Task to complete: Rewrite the rows below, requests included, beginning at the line that has "of the blue" and stopping after the line that has "(1090, 107)". Offset every coordinate in the answers by 149.
:::
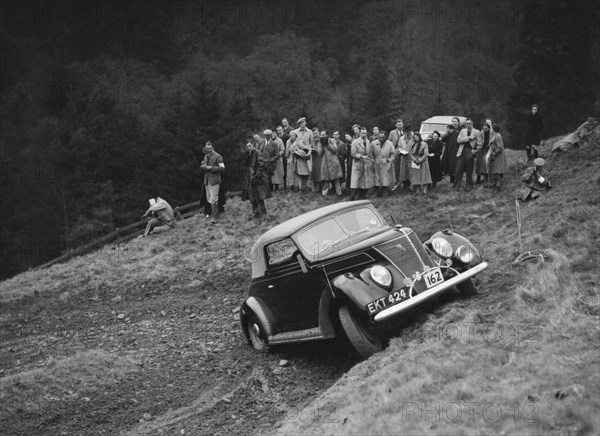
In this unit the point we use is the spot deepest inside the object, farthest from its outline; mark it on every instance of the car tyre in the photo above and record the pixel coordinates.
(256, 333)
(467, 288)
(363, 341)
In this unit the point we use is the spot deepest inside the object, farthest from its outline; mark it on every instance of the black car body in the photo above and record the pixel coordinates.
(342, 267)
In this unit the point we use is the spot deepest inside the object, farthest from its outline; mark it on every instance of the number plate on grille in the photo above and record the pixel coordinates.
(433, 277)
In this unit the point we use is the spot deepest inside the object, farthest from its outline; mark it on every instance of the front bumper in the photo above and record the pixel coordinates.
(411, 302)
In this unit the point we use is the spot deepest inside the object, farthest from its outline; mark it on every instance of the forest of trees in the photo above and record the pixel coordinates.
(106, 103)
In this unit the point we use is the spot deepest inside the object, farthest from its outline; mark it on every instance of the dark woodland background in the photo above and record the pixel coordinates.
(105, 104)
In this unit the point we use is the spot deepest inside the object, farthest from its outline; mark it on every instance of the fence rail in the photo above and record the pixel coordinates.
(121, 234)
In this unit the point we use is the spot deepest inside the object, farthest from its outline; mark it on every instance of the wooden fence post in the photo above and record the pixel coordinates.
(118, 242)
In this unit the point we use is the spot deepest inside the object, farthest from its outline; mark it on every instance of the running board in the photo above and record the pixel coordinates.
(312, 334)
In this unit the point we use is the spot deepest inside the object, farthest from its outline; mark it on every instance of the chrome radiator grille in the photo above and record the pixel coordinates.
(408, 255)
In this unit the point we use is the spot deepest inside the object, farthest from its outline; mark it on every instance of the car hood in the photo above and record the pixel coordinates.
(367, 240)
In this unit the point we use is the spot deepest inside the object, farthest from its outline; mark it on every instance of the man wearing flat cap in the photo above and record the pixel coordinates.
(305, 137)
(212, 166)
(269, 153)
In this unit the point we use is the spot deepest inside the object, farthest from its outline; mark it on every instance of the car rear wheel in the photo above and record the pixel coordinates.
(256, 333)
(364, 341)
(467, 288)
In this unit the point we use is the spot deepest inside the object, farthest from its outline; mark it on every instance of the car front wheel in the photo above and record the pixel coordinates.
(467, 288)
(364, 341)
(256, 333)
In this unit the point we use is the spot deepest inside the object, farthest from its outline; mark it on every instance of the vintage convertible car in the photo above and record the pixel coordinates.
(343, 268)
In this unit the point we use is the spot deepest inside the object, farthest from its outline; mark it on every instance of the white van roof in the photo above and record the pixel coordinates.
(443, 119)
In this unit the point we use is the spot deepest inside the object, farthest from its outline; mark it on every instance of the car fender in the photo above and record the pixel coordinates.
(325, 322)
(258, 308)
(455, 240)
(354, 290)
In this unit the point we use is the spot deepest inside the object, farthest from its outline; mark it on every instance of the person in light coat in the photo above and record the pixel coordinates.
(362, 162)
(420, 176)
(497, 158)
(290, 159)
(384, 154)
(400, 139)
(465, 156)
(277, 177)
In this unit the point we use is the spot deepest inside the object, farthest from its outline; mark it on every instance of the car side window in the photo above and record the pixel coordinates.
(357, 221)
(281, 251)
(324, 236)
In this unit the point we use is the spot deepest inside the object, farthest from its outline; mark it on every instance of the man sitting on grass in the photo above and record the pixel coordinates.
(160, 215)
(536, 181)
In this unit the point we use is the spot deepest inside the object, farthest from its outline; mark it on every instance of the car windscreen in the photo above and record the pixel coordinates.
(321, 239)
(360, 221)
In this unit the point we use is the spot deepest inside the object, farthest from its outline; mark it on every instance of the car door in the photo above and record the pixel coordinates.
(291, 293)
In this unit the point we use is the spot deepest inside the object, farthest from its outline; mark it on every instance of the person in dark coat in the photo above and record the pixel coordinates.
(435, 158)
(532, 135)
(450, 148)
(536, 180)
(348, 139)
(496, 158)
(255, 185)
(483, 145)
(342, 154)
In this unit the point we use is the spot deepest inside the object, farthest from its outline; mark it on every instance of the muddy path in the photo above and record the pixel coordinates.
(190, 373)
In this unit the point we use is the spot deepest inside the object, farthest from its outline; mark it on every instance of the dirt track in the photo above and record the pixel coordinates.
(191, 370)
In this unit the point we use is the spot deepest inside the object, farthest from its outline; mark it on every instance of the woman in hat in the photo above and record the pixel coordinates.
(435, 158)
(532, 135)
(290, 159)
(256, 180)
(302, 155)
(420, 176)
(497, 158)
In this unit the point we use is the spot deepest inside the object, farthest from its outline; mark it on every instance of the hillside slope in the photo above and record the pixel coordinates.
(523, 357)
(142, 339)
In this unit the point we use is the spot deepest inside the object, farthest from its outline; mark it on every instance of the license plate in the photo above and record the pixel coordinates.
(433, 277)
(389, 300)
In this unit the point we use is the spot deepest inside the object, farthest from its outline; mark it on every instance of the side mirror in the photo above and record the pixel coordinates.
(302, 263)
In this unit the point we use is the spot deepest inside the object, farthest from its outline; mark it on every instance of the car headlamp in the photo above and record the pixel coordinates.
(466, 253)
(381, 275)
(442, 247)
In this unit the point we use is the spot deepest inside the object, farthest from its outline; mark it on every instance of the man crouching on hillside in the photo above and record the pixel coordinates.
(160, 213)
(213, 166)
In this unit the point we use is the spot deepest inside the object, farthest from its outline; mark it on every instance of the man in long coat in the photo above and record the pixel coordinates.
(278, 174)
(269, 151)
(400, 139)
(449, 153)
(305, 136)
(331, 171)
(467, 144)
(384, 154)
(362, 162)
(213, 166)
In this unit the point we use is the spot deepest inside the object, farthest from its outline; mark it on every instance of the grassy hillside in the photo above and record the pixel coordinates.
(141, 339)
(523, 357)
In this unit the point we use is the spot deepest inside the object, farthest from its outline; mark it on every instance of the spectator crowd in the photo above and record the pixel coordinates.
(366, 161)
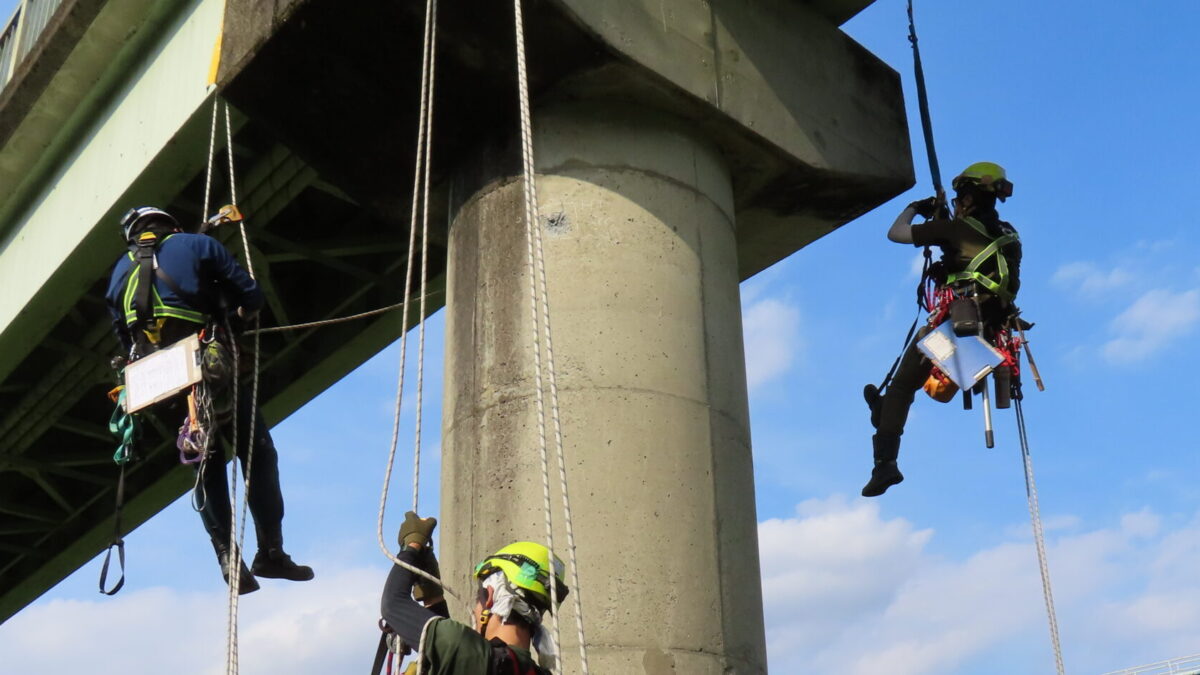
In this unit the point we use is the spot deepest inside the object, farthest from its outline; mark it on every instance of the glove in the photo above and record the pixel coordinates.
(925, 208)
(424, 589)
(417, 530)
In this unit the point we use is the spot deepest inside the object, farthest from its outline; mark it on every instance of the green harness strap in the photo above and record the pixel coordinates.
(125, 428)
(971, 273)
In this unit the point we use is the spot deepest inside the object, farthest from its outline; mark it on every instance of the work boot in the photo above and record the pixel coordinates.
(886, 472)
(247, 584)
(874, 398)
(270, 561)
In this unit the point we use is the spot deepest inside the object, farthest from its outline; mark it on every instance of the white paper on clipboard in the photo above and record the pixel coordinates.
(965, 360)
(162, 374)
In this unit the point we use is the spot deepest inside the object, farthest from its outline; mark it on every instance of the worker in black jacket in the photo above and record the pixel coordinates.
(171, 285)
(981, 254)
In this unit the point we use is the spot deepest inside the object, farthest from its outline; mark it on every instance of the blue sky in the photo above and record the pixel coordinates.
(1090, 107)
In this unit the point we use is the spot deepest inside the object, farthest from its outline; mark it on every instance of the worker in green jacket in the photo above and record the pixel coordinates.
(981, 258)
(513, 593)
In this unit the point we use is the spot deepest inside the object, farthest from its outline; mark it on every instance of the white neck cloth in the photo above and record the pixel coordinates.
(505, 601)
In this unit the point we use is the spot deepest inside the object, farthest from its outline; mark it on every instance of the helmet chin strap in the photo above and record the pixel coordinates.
(485, 616)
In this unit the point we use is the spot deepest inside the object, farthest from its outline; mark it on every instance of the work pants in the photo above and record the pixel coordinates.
(909, 378)
(265, 499)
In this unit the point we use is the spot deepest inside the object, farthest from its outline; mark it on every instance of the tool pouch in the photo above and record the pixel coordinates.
(965, 317)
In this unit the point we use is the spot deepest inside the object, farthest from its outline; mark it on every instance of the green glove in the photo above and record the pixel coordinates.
(417, 530)
(424, 589)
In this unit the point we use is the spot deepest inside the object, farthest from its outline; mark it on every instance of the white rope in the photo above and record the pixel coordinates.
(537, 270)
(1031, 493)
(238, 532)
(208, 174)
(328, 321)
(432, 53)
(419, 173)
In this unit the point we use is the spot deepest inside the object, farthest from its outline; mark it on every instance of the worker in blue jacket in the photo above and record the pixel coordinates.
(171, 285)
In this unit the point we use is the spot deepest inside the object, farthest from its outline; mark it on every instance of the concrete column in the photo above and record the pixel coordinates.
(637, 219)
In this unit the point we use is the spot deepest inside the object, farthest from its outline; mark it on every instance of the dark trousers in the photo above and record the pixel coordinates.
(909, 378)
(265, 499)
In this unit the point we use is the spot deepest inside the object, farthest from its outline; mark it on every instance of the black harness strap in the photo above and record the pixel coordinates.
(143, 304)
(118, 542)
(916, 320)
(381, 655)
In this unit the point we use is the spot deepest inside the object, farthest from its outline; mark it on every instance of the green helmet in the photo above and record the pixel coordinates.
(988, 177)
(527, 567)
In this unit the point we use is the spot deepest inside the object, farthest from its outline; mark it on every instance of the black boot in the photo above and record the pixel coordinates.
(874, 398)
(247, 584)
(271, 562)
(886, 472)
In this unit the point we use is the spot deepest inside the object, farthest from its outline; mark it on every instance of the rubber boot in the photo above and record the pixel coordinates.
(247, 584)
(270, 561)
(886, 473)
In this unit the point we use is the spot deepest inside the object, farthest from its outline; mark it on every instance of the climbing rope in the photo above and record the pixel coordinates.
(1031, 489)
(1031, 493)
(927, 124)
(539, 298)
(237, 532)
(420, 190)
(333, 321)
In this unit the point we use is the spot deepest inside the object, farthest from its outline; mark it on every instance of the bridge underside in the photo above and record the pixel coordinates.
(325, 96)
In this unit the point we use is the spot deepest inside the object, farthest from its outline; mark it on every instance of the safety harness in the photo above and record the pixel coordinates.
(1000, 285)
(144, 309)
:::
Completed exercise:
In this unit the point we use is the spot deepest inside the object, farthest from its outline; mark it on every instance of the blue sky in the photo above and record the pixel coordinates.
(1239, 256)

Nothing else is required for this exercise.